WHAT THE TASK REQUIRES:
Present the stretch of the records from the line containing "Target: cloud" through the line containing "x=261, y=618" as a numbered list, including both of those lines and leaving out any blank lines.

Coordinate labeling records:
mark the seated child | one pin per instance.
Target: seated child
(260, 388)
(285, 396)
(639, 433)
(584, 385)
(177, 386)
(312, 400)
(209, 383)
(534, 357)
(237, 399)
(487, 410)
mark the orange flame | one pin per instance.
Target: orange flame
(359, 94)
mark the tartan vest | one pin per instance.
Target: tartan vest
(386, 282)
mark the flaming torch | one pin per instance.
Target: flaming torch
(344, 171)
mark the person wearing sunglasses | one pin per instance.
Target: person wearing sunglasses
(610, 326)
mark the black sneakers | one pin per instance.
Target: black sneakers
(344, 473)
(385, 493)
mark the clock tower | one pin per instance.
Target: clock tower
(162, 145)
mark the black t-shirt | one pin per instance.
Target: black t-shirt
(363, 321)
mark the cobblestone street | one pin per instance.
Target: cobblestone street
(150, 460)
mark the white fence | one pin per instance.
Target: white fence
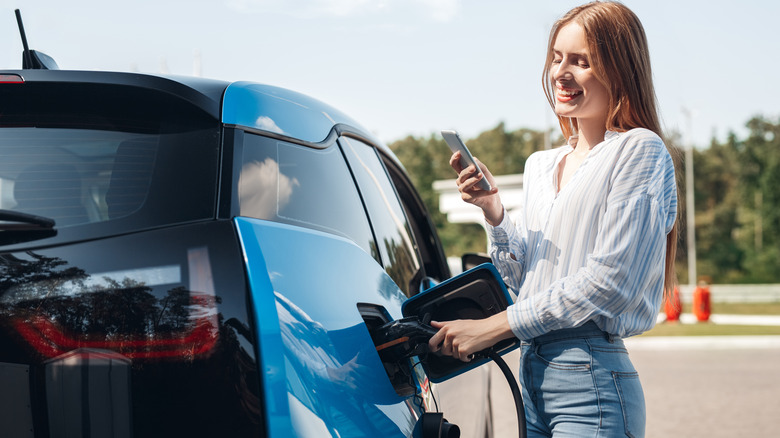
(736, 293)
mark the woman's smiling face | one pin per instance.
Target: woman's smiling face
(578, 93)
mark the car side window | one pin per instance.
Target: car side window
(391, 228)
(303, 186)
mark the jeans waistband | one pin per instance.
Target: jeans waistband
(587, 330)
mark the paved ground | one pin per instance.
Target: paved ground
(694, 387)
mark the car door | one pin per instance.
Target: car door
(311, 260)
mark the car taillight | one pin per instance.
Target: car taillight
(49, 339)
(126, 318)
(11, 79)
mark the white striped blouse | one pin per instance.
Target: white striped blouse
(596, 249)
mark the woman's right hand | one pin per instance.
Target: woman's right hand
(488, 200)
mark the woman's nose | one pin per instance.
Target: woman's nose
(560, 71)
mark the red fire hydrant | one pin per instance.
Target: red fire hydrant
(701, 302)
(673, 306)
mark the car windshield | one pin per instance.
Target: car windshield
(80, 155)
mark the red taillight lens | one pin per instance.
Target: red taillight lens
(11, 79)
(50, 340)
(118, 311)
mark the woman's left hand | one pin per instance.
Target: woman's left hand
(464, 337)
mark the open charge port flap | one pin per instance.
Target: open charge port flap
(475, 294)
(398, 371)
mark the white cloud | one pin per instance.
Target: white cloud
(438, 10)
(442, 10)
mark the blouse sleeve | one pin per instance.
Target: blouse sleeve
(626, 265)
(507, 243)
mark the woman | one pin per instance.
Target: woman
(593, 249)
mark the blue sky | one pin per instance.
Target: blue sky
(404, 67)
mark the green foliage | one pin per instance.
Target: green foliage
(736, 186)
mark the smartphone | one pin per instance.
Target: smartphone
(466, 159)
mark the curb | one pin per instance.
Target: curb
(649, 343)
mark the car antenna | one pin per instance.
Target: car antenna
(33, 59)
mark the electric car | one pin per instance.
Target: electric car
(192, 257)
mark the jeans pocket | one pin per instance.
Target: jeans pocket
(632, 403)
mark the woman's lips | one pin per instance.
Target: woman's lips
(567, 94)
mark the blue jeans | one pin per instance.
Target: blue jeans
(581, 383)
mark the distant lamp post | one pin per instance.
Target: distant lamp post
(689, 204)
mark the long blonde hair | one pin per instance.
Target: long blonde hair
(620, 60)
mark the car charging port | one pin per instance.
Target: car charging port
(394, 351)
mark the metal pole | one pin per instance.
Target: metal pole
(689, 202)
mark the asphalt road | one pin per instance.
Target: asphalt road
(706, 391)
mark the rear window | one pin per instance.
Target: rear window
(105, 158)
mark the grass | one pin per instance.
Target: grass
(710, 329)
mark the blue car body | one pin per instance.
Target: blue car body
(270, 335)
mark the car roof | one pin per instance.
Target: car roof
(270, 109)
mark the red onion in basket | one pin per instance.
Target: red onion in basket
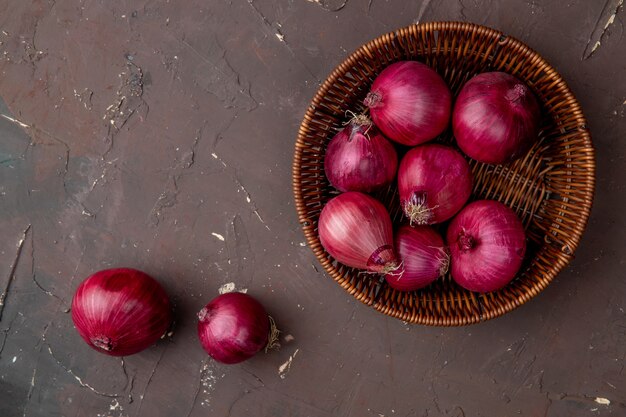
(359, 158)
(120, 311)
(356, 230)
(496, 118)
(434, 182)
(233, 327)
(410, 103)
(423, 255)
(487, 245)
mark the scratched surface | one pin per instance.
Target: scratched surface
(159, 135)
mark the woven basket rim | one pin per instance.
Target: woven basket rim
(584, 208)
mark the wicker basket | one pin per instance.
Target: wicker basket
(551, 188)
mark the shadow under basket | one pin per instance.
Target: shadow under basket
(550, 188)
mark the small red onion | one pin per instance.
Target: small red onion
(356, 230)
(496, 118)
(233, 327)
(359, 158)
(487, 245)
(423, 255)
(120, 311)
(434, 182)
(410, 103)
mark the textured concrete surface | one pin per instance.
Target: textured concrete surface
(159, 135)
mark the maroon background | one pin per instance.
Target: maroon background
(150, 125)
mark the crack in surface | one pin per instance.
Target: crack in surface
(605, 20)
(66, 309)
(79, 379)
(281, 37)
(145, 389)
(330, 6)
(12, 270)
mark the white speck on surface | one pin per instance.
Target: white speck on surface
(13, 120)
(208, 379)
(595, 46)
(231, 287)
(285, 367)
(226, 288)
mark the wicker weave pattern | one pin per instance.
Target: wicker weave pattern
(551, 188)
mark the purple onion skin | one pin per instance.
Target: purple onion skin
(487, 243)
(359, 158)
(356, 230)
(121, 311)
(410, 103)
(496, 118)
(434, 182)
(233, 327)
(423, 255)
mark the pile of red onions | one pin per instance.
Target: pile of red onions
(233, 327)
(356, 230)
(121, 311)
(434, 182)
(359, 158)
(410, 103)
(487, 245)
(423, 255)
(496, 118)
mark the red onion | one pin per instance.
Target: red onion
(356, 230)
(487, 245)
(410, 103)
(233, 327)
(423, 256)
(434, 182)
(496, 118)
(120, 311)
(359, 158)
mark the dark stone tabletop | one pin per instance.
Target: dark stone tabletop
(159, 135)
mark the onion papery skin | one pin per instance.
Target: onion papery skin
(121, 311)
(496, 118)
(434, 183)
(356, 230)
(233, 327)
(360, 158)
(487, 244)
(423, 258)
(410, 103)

...

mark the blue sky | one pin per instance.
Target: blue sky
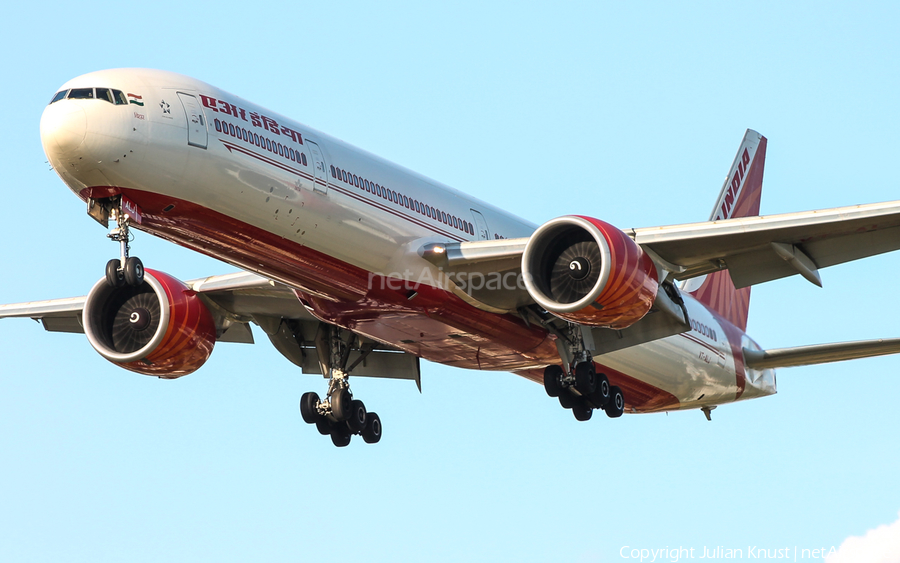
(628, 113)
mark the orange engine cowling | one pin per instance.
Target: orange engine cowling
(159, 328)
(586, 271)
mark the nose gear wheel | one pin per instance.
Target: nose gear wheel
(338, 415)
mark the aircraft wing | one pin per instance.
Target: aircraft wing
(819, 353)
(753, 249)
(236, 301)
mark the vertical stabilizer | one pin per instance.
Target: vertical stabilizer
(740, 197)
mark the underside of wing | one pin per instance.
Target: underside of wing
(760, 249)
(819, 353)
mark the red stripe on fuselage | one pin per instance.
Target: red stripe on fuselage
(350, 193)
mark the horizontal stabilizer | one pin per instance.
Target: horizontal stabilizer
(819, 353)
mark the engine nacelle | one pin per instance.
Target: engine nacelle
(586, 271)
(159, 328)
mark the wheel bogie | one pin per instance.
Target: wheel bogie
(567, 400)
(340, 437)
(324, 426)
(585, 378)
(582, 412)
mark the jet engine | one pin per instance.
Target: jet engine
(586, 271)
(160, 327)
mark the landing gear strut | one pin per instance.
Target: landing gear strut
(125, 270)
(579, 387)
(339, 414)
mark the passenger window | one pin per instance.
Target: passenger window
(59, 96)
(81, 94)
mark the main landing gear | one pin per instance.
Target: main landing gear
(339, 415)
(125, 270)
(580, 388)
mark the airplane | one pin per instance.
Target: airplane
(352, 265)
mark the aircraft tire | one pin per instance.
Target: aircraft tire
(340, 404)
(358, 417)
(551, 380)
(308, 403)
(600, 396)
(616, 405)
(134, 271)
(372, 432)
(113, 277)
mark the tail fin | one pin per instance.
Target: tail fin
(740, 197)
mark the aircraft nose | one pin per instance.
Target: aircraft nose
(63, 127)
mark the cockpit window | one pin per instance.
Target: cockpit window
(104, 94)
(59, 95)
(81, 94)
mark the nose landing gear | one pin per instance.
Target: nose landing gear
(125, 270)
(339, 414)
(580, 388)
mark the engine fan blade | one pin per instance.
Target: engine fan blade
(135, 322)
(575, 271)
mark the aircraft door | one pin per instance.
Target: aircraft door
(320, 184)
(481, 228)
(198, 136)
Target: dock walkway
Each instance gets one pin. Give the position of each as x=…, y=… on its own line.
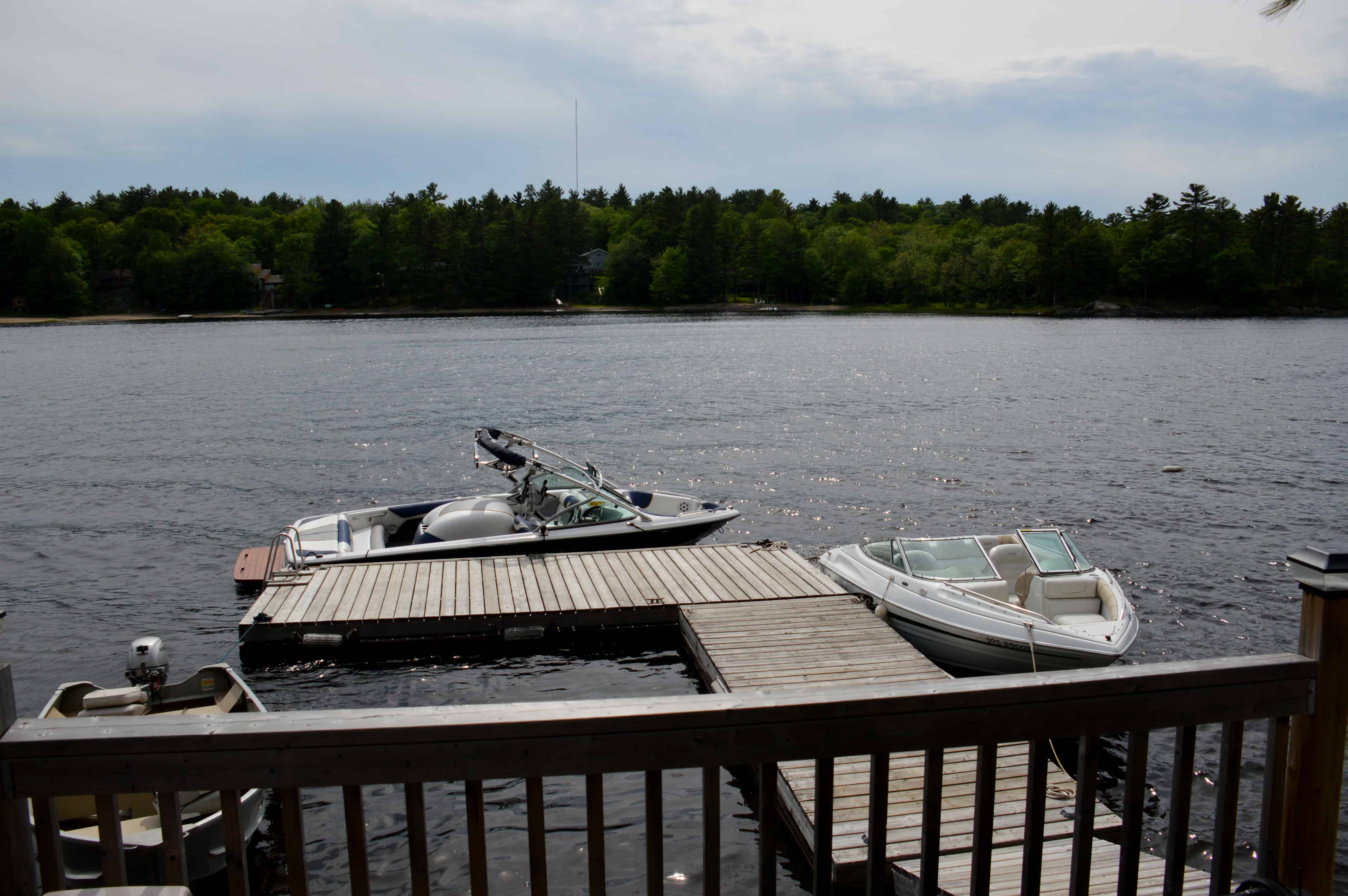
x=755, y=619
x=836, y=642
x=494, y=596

==

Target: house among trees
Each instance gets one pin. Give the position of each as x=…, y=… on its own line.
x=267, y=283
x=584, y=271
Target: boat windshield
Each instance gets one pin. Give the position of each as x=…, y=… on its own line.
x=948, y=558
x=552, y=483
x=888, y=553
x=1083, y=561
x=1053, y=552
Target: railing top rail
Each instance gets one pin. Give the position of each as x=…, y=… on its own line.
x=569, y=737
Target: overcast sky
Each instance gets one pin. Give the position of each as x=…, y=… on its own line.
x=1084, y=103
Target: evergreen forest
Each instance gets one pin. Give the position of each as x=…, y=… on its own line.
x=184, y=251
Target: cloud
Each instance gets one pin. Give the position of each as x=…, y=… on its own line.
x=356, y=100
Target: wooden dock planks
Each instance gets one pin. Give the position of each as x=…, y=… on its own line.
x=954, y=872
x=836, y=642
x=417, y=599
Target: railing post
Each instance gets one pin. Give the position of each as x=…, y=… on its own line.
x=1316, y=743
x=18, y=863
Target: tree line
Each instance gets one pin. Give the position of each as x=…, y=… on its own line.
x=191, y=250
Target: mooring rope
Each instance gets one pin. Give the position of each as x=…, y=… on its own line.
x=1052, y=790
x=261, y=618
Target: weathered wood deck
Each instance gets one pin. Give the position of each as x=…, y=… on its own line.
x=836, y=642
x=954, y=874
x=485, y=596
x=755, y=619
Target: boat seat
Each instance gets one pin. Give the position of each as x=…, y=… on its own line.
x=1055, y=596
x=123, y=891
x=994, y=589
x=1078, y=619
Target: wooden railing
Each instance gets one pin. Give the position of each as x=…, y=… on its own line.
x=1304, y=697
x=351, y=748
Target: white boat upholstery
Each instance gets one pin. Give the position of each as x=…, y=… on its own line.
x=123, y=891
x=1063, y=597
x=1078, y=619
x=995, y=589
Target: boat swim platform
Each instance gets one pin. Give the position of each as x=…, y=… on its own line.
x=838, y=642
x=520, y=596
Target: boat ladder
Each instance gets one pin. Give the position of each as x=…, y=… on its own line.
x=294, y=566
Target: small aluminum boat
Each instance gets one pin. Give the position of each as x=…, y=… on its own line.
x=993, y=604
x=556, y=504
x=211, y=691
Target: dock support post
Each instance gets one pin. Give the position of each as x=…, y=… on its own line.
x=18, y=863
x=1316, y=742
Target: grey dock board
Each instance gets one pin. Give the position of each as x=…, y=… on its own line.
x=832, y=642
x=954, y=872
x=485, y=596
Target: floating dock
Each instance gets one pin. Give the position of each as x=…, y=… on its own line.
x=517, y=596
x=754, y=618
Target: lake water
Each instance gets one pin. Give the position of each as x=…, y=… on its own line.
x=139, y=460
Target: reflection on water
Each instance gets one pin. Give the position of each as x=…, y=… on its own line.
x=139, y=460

RIGHT ANSWER:
1. Target: cloud
2. Each instance gets one pin. Give the position of each as x=…, y=… on its own line.
3. x=356, y=100
4. Target: wooden dock planks
5. Each instance gets one pin. Give the position of each as x=…, y=… on its own line.
6. x=954, y=872
7. x=836, y=642
8. x=417, y=599
9. Target: railing post
10. Each instance gets one pin. Give the position of each as x=…, y=… on its own line.
11. x=1316, y=743
12. x=18, y=863
13. Target: tree line
14. Each instance gets one pin. Give the position of each as x=…, y=… on its own line.
15. x=191, y=250
16. Target: mooring rope
17. Each instance gets one pin. Give the position of each as x=…, y=… on its own line.
18. x=1052, y=790
19. x=261, y=618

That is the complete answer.